[課題の目的]: ページ本文のうち、「遠藤誉中国問題グローバル研究所所長、筑波大学名誉教授、理学博士」を含む語句で始まり「祭典が行われるようになった。」で終わる部分を、「黄帝」を「炎帝」に入れ替えて書き直す。

[ページ本文]:
遠藤誉中国問題グローバル研究所所長、筑波大学名誉教授、理学博士
河南省新鄭市に建てられた2007年頃の「黄帝」と「炎帝」の巨大像(写真:ロイター/アフロ)

 4月7日、中華民族の始祖で最初の帝王とされる黄帝祭典が中央政府の主催により、河南省新鄭市で盛大に行われた。愛国主義教育の一環だが、中国のネット民は無反応だ。「令和」に対してはまだ関心が高いのはなぜか?

◆「黄帝故里拜祖大典」とは

 中国古代の神話伝説的な「三皇五帝」の内の一人である黄帝(紀元前2717年~紀元前2599年)を中華民族の始祖として祭ることが、愛国主義教育の一つとして、江沢民時代に始まった。以来、黄帝の誕生日とされている旧暦3月3日になると、河南省新鄭市でその祭典が行われるようになった。

[与えられたデータ]:
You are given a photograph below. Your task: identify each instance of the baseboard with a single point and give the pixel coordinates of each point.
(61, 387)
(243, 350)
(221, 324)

[課題の結果]:
遠藤誉中国問題グローバル研究所所長、筑波大学名誉教授、理学博士
河南省新鄭市に建てられた2007年頃の「炎帝」と「炎帝」の巨大像(写真:ロイター/アフロ)

 4月7日、中華民族の始祖で最初の帝王とされる炎帝祭典が中央政府の主催により、河南省新鄭市で盛大に行われた。愛国主義教育の一環だが、中国のネット民は無反応だ。「令和」に対してはまだ関心が高いのはなぜか?

◆「炎帝故里拜祖大典」とは

 中国古代の神話伝説的な「三皇五帝」の内の一人である炎帝(紀元前2717年~紀元前2599年)を中華民族の始祖として祭ることが、愛国主義教育の一つとして、江沢民時代に始まった。以来、炎帝の誕生日とされている旧暦3月3日になると、河南省新鄭市でその祭典が行われるようになった。